### ACTIONS TO TAKE
(1) Reproduce word for word the portion of the Napaimute article that starts with "- • State rep.: Zach" and goes on through "zero in 2000.".
(2) Write the next part of the Napaimute article, picking up after its final sentence.

- Napaimute Location within the state of Alaska
- Coordinates: 61°27′43″N 158°38′21″W﻿ / ﻿61.46194°N 158.63917°W
- Country: United States
- State: Alaska
- Census area: Bethel

Government
- • State senator: Lyman Hoffman (D)
- • State rep.: Zach Fansler (D)

Population (2010)
- • Total: 2
- Time zone: UTC-9 (Alaska (AKST))
- • Summer (DST): UTC-8 (AKDT)
- GNIS feature ID: 2418727

= Napaimute, Alaska =

Unincorporated community in the state of Alaska, United States

Napaimute (Napamiut) is an unincorporated Alaska Native village located in the Bethel Census Area of the U.S. state of Alaska. It is classified as an Alaskan Native Village Statistical Area. As of the 2010 U.S. Census, it has a population of 2. This is up from a population of zero in 2000.

==History==

Englishman George Hoffman established a trading post at the location of present-day Napaimute in 1906. The village that formed around the trading post was called Hoffman's. The middle Kuskokwim Valley was seeing and influx of gold prospectors at that time and Hoffman's became an important supply and trade center. George Hoffman would soon relocated to Georgetown, and the name of the village was changed to Napaimute. In Yup'ik language, the word Napaimute translates to "forest people". The first territorial school along the Kuskokwim River was built in 1920 at Napaimute. By 1930, the US census was reporting a Napaimute population of 111, however, the population then began to decline, and by 1969, the village's last permanent resident had left the village. With the passage of the Alaska Native Claims Settlement Act in 1971, a village corporation called Napaimute Limited was formed and in 1975, one of its members established permanent residency at the village. the village council was able to receive federal recognition as an Alaska Native Tribe in 1994, which enabled it to start receiving funding from the Bureau of Indian Affairs. Current efforts to revitalize the community are evident by the set up of a sawmill in 2001, tribal operations in 2002, and an airport feasibility study launched in 2004.

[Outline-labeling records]
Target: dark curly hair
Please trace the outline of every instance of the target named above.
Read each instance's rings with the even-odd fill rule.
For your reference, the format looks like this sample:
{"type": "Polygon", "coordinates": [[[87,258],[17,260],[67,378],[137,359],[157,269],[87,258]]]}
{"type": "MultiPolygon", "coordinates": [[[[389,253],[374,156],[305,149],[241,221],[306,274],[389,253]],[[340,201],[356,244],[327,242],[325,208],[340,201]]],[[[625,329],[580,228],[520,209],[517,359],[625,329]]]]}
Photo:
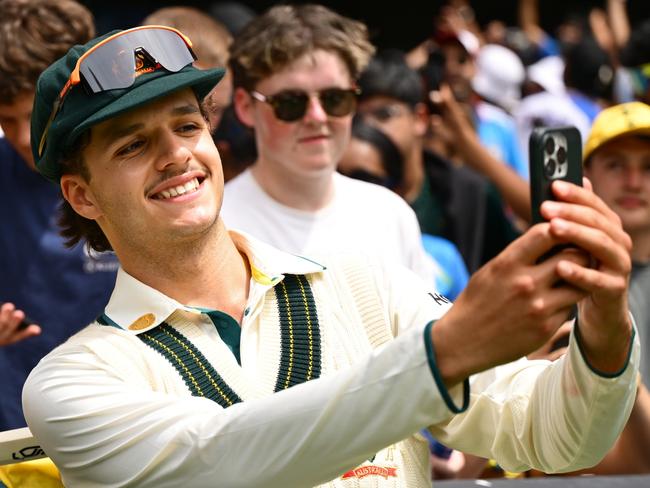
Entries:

...

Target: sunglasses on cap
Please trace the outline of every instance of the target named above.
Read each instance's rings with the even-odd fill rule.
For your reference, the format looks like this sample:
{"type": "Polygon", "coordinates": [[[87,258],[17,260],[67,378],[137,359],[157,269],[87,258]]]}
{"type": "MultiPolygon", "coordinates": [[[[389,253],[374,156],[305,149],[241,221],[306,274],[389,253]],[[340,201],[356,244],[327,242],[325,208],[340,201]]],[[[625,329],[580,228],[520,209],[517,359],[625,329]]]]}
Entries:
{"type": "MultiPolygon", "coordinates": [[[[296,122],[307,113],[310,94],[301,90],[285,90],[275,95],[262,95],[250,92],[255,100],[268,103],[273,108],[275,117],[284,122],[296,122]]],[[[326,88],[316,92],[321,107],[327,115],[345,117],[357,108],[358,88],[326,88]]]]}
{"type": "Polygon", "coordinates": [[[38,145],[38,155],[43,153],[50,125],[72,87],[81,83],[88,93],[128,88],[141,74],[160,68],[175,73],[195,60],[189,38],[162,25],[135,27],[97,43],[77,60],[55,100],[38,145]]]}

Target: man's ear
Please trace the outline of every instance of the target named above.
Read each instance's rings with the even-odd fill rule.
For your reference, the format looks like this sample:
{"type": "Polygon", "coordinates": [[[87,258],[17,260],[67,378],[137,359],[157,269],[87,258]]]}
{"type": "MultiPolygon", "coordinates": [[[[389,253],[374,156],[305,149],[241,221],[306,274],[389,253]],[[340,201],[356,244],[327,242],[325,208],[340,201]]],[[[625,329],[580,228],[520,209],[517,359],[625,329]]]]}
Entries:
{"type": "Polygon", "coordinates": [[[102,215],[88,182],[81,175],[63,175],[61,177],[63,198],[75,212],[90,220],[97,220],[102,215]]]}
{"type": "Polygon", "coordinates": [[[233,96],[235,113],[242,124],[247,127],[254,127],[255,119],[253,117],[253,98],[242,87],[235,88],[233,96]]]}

...

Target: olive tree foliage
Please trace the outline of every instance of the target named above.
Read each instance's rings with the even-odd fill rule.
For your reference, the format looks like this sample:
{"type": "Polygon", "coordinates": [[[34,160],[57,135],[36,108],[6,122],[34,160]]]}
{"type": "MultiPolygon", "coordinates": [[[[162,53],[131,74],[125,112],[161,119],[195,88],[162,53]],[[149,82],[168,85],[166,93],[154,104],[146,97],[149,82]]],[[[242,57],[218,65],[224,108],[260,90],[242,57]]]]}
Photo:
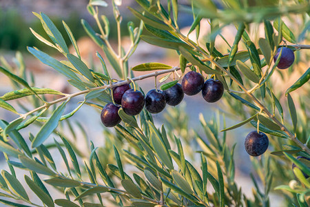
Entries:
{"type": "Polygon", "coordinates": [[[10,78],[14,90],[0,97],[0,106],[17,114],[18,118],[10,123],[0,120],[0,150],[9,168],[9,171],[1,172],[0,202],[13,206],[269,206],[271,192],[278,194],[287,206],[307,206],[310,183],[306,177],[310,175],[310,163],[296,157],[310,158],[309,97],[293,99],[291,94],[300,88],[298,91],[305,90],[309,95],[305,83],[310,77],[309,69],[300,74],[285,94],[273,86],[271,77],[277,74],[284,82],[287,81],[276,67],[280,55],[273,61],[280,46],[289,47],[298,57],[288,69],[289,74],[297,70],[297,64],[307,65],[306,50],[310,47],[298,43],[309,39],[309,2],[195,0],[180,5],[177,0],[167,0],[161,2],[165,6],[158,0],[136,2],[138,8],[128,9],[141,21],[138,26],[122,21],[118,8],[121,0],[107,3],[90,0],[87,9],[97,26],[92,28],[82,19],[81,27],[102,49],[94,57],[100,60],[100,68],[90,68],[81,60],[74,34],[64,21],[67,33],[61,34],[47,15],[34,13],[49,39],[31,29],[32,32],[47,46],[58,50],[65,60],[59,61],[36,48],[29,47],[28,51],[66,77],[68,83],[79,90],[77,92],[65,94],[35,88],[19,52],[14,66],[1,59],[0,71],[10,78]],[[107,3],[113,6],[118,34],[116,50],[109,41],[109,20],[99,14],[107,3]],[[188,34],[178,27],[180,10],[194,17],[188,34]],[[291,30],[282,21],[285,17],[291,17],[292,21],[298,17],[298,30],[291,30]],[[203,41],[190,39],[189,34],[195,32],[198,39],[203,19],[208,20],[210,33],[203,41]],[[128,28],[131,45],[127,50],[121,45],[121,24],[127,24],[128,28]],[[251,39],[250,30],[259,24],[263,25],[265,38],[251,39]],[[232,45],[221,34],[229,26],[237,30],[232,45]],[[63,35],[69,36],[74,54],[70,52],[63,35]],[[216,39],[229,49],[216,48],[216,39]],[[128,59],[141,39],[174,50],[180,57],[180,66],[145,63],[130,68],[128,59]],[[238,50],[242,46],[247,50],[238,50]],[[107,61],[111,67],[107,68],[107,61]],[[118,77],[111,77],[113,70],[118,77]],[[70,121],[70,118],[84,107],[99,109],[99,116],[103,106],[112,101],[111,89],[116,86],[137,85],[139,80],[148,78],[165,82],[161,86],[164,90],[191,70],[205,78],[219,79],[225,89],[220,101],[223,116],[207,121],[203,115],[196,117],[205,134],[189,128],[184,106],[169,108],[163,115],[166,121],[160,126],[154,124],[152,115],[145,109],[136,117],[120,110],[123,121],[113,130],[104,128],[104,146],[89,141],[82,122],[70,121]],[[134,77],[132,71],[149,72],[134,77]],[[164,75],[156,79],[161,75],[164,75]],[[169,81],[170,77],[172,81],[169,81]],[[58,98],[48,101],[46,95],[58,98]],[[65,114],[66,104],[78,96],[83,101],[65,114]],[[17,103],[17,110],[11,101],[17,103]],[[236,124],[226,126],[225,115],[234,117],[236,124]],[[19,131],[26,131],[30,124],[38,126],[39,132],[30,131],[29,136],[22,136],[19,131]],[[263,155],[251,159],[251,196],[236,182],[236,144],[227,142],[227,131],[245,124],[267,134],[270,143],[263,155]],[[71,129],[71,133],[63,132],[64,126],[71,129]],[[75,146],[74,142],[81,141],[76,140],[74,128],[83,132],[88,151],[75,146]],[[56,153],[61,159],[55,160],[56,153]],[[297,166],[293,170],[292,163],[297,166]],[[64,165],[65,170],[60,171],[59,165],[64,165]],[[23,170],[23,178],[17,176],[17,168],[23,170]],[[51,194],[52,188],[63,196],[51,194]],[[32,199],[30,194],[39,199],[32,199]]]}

### EXPECTED RESULTS
(1)
- • State rep.: Zach Fansler (D)

Population (2010)
- • Total: 2
- Time zone: UTC-9 (Alaska (AKST))
- • Summer (DST): UTC-8 (AKDT)
- GNIS feature ID: 2418727

= Napaimute, Alaska =

Unincorporated community in the state of Alaska, United States

Napaimute (Napamiut) is an unincorporated Alaska Native village located in the Bethel Census Area of the U.S. state of Alaska. It is classified as an Alaskan Native Village Statistical Area. As of the 2010 U.S. Census, it has a population of 2. This is up from a population of zero in 2000.

(2)
==Geography==
Georgetown is located at on the north bank of the upper Kuskokwim River 28 miles east of Aniak in the Kilbuck-Kuskokwim mountains. Napaimute is accessible by boat, or snowmobile (winter).

==Demographics==

Napaimute first appeared on the 1880 U.S. Census as an unincorporated Tinneh village of 60 residents (all Tinneh). In 1890, it returned as "Napaimiut" (all 23 residents were Native). It did not return again until 1930, this time as "Napaimut." In 1940, it returned as "Napamiute." In 1950, it returned under its 1890 census name, "Napaimiut." It did not return again until 1980, when it returned as its original 1880 name and spelling, Napaimute. It was classified as an unincorporated Alaskan Native Village Statistical Area (ANVSA) in each successive census.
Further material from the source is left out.